# Texto citado

HISTORIAS
MÍNIMAS:
34. "Se acabó el verano".
30/8/2005
Los finales de verano siempre me han
puesto insoportablemente nostálgico, es decir
mucho más insoportable de lo que ya resulto habitualmente.
Ya sé, Javier (no hace falta que me lo digas)
que lo que se terminan son las vacaciones, y que de
verano quedan aún tres semanas largas. Pero,
diga lo que diga el calendario, el verano son julio
y agosto. Lo que queda de verano oficial en
septiembre no es más que calor y pereza. Lo bueno
del verano se acaba, y cuando esta semana termine se
nos habrá agotado o escapado otro verano más.
En fin, mi nostalgia veraniega no es por el veraneo,
que me parece una costumbre atroz que no practico. Porque
lo entiendo como una fuga absurda, imposible, casi una
obligación social, un hábito
de consumo masivo y, en muchos casos, esfuerzo inútil
por huir de la realidad en vez de afrontarla. Mi nostalgia
no es, desde luego, por esas playas atestadas donde
los veraneantes se disputan cada centímetro de
arena, ni por esos restaurantes abarrotados, ni mucho
menos por las fiestas del lugar con la pesadilla insomne
del tachún-tachún hasta la madrugada,
ni siquiera por esos viajes supuestamente exóticos
en vuelos inciertos.
Lo que siento es una cierta tristeza anticipada por
la pérdida de unos momentos de íntima
libertad, aunque solo sea aparente. Esa misma sensación
de perder algo, cuando un verano se acaba, la he tenido
siempre, toda mi vida. Sobre todo, de niño. Porque
el verano es aún más especial para los
niños. Que concluyera significaba alejarme de
mi pandilla de amigos en Sitges, de las mañanas
de playa, las tardes de bicicleta y las noches de cine
al aire libre; volver a Madrid era renunciar a las excursiones
a parajes potenciados por la imaginación infantil,
como el viejo cementerio abandonado de Xafra, recorriendo
el pedregal de una riera. Después, de adolescente,
con el verano terminaban las salidas nocturnas con charlas
entre colegas hasta la madrugada, y se interrumpían
aquellos amores iniciales... porque el verano invitaba
a pasear de la mano y el besarse bajo las estrellas,
antes de someterse otra vez a la disciplina de septiembre.
Más tarde, esta época suponía la
elaboración de proyectos y la inminente adquisición
de nuevos compromisos, personales o profesionales. Pero
a esa excitación se unía la tristeza de
saber que nos separábamos irremediablemente de
amigos y compañeros de universidad.
Con el paso de los años, el final del verano
acumula recuerdos e invita a hacer recuento de bajas,
en ilusiones y personas. Se va otro verano sin haber
acabado de ser felices, pese a los esfuerzos que hemos
hecho por parecerlo. Se nos escapa la niñez de
nuestros hijos, como se escapó la nuestra.
Sin embargo, a veces, para muchos es hasta un alivio
que el verano acabe. Ayer, en los telediarios, una psicóloga
--tan insufrible y relamida como suelen ser los psicólogos
de guardia de los que echamos mano los periodistas cuando
no tenemos casi nada que decir-- explicaba que en verano
siempre aumentan los crímenes domésticos,
eso que ahora se denomina violencia de género.

# Datos proporcionados
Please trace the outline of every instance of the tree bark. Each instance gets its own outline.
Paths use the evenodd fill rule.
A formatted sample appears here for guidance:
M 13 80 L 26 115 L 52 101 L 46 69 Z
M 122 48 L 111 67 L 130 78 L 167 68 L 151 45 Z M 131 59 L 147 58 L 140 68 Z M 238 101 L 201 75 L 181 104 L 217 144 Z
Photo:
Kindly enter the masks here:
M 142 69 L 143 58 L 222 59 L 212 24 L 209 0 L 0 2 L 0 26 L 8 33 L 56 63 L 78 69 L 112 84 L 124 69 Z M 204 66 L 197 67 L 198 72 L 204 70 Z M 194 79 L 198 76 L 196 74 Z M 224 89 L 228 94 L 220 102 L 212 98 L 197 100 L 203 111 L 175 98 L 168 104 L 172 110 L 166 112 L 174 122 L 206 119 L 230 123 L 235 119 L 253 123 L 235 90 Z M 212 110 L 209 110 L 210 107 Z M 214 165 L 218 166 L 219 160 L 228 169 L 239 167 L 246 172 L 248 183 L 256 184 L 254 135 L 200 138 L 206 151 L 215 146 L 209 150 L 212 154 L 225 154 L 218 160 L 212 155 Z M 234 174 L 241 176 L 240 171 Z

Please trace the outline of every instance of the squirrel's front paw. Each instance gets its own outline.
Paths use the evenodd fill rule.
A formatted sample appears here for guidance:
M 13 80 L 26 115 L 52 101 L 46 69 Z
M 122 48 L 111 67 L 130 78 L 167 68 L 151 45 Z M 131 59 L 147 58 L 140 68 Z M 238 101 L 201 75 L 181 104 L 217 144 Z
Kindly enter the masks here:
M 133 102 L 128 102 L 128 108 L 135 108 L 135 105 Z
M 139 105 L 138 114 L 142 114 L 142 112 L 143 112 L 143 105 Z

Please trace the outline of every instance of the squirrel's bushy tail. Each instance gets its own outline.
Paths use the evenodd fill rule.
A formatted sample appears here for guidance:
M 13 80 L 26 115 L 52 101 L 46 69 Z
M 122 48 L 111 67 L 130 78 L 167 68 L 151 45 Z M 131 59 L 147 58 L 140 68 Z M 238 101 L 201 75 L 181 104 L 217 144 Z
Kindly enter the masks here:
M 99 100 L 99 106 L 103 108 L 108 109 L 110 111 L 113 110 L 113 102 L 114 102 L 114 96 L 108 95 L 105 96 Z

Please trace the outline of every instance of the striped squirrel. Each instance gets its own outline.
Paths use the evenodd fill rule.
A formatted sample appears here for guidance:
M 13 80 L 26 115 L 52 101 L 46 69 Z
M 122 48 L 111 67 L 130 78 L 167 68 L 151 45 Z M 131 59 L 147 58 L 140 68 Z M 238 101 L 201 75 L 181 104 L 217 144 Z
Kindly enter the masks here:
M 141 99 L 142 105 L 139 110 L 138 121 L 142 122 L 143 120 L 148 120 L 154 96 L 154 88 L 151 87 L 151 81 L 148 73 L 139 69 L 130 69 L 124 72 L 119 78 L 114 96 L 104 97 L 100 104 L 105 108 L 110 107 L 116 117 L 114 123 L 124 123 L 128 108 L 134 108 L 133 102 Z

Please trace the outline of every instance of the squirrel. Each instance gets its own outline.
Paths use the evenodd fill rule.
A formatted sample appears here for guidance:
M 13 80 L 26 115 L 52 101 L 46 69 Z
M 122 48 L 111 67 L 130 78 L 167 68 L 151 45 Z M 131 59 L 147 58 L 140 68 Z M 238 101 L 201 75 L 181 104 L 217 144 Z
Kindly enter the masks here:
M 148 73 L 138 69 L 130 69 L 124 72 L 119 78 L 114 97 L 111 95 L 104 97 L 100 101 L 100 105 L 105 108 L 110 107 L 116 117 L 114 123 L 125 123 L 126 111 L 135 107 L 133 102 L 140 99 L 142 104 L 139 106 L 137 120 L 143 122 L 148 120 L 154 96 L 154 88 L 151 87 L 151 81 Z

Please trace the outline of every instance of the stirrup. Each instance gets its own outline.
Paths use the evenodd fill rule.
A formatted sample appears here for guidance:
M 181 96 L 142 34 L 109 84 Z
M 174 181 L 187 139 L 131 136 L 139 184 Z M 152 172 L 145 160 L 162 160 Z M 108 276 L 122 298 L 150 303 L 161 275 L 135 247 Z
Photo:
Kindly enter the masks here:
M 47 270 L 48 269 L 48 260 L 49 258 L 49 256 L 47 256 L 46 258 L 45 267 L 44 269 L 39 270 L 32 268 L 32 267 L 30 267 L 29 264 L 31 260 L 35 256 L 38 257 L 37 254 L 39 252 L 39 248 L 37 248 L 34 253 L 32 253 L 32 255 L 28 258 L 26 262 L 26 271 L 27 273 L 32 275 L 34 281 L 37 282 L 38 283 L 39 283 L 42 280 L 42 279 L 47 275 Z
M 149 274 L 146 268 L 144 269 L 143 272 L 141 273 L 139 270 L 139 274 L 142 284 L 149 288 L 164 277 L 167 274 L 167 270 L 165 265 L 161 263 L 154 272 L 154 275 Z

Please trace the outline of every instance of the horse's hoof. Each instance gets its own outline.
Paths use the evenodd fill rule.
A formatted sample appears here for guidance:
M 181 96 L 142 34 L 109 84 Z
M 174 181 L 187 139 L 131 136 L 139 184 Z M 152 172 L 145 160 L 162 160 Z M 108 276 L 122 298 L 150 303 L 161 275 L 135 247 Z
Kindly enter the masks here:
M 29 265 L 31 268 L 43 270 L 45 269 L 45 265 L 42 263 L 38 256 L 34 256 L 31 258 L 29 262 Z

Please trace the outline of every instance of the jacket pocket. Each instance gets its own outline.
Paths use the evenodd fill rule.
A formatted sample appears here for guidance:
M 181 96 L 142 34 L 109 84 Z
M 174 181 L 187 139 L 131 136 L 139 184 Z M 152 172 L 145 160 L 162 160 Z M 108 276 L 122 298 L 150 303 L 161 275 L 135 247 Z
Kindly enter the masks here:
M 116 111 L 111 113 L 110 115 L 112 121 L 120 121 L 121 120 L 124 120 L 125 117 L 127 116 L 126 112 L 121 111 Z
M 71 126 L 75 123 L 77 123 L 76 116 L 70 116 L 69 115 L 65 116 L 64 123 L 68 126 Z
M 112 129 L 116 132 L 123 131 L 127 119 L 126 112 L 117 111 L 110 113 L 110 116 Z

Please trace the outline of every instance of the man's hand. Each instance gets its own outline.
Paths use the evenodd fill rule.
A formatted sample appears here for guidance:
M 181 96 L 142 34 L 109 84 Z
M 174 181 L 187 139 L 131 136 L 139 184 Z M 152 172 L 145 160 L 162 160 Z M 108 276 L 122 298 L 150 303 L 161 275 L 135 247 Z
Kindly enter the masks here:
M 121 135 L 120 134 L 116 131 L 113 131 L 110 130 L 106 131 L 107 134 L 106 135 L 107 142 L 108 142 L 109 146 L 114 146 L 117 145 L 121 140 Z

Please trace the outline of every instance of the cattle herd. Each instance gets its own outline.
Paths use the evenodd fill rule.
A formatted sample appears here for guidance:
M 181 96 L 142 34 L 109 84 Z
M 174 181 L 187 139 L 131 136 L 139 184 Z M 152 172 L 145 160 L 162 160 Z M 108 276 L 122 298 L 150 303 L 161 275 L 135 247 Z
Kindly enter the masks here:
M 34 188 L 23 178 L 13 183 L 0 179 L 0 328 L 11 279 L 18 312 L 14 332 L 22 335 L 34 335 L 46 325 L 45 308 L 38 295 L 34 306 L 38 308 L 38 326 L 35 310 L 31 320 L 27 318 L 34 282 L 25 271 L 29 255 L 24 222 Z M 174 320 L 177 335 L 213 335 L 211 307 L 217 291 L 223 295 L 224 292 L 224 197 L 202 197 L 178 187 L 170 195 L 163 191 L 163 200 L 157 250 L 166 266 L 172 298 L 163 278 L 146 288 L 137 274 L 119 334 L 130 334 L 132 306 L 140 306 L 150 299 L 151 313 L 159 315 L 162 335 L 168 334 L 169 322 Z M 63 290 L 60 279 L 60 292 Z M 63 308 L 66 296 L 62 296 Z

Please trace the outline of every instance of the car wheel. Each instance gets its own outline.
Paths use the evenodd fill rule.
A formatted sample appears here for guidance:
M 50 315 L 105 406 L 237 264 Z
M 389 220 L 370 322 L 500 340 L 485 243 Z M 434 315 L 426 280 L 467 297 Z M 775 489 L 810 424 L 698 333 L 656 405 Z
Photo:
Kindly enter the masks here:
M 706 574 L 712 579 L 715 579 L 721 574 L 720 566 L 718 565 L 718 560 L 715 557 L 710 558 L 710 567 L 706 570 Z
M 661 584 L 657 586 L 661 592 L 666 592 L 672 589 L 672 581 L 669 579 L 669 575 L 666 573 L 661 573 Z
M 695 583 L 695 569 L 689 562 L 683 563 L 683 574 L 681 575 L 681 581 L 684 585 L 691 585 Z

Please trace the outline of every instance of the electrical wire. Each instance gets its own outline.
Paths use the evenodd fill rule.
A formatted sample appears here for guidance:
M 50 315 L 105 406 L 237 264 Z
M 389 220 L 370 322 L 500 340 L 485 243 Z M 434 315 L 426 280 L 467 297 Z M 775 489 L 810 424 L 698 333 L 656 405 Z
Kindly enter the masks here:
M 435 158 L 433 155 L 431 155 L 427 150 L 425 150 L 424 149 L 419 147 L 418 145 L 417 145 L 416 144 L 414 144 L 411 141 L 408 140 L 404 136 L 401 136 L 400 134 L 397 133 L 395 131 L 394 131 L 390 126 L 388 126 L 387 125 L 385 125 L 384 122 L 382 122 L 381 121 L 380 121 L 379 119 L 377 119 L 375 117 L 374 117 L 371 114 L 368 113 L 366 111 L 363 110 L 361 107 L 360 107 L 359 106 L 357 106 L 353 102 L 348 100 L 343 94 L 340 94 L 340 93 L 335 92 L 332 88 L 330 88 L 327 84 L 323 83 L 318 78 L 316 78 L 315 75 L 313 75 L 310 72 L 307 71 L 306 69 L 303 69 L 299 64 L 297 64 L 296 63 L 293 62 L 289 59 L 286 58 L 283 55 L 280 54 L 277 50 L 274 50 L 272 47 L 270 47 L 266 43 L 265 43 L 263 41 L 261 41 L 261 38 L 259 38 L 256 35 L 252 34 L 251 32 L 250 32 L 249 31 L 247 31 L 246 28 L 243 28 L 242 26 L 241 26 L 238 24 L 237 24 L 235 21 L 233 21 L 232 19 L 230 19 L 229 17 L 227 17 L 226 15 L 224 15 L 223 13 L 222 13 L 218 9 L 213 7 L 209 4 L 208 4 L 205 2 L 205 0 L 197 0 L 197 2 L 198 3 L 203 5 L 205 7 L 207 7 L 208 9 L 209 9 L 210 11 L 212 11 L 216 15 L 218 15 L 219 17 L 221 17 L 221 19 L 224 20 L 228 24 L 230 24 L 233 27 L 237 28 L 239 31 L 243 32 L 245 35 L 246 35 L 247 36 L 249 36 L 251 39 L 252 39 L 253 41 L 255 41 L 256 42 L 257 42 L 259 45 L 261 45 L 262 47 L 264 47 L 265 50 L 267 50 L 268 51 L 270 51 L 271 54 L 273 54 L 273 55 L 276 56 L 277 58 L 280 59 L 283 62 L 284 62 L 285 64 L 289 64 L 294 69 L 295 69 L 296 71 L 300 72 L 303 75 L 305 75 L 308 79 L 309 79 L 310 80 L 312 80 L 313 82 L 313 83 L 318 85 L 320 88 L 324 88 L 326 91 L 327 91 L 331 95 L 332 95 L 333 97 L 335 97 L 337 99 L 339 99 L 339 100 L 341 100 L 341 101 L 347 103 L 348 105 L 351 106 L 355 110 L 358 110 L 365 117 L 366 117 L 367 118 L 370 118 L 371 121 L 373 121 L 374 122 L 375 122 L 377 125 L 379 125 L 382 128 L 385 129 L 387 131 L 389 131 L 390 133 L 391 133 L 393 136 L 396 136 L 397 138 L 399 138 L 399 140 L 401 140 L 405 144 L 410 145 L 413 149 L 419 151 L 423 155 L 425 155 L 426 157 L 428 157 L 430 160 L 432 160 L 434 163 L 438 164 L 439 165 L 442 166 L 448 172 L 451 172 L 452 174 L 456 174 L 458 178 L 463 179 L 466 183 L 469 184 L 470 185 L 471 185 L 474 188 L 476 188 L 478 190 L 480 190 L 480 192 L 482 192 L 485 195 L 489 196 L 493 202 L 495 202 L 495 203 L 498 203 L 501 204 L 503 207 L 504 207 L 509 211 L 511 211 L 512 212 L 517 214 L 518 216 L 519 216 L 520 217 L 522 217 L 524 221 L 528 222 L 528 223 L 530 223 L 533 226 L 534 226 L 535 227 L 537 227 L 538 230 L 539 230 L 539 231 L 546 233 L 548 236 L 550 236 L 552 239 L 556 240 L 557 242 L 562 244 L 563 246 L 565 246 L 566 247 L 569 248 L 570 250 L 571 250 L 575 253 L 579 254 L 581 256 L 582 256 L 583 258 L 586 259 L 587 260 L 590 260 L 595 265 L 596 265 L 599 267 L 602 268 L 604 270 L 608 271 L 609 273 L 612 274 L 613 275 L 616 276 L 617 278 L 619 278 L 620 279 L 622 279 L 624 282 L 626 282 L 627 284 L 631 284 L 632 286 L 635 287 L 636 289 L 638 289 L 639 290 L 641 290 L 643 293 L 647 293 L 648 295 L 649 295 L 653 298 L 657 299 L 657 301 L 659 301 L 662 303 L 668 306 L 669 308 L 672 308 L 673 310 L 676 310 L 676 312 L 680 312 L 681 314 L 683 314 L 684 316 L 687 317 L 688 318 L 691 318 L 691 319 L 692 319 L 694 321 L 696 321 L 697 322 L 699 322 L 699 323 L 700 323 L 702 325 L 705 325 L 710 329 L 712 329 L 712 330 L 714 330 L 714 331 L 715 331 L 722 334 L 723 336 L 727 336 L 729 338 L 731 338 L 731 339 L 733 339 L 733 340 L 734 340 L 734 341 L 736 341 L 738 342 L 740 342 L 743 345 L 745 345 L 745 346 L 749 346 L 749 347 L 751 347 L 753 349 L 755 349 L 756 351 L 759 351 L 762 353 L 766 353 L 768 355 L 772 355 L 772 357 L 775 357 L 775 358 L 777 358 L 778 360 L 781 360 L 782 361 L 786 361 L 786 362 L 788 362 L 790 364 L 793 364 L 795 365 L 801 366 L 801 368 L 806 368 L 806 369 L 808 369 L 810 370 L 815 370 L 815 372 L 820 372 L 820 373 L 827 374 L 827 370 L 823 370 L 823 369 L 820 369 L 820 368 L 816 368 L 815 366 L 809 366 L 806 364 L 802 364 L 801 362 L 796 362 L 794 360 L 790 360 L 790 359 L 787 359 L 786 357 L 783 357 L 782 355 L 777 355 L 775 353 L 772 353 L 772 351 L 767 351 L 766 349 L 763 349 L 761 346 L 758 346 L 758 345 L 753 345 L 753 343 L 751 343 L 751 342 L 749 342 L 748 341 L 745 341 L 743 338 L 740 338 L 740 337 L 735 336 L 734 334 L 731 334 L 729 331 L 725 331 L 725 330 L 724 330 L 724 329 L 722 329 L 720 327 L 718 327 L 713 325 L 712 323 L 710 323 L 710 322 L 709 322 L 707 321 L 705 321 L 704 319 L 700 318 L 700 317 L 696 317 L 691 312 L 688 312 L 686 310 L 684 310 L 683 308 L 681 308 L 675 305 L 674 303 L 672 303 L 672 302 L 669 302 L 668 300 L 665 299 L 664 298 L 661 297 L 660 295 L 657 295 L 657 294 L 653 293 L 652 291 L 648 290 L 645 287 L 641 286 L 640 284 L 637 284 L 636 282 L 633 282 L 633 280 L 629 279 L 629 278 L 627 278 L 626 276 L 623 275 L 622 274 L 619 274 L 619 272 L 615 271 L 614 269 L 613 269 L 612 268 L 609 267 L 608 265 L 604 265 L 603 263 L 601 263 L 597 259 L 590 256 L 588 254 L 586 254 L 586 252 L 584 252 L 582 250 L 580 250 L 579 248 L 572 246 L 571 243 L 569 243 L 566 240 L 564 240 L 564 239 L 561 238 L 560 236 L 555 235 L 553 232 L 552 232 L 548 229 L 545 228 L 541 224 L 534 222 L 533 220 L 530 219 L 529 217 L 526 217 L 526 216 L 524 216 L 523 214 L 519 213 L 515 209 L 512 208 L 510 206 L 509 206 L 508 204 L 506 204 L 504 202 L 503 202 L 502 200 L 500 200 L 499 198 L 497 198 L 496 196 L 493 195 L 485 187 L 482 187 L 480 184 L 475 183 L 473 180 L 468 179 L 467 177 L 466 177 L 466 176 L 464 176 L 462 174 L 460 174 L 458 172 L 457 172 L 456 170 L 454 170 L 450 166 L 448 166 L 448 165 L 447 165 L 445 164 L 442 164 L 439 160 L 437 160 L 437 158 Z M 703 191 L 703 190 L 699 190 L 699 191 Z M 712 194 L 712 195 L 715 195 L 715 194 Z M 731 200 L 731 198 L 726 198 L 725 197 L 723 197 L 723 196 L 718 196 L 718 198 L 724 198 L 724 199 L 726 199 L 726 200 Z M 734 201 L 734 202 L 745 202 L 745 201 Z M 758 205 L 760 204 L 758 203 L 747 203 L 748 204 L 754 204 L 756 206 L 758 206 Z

# Tarea
Edita el texto sobre el final del verano entre "Más tarde, esta" y "escapó la nuestra.", ambos incluidos, y reemplaza "universidad" por "instituto".

# Respuesta
Más tarde, esta época suponía la
elaboración de proyectos y la inminente adquisición
de nuevos compromisos, personales o profesionales. Pero
a esa excitación se unía la tristeza de
saber que nos separábamos irremediablemente de
amigos y compañeros de instituto.
Con el paso de los años, el final del verano
acumula recuerdos e invita a hacer recuento de bajas,
en ilusiones y personas. Se va otro verano sin haber
acabado de ser felices, pese a los esfuerzos que hemos
hecho por parecerlo. Se nos escapa la niñez de
nuestros hijos, como se escapó la nuestra.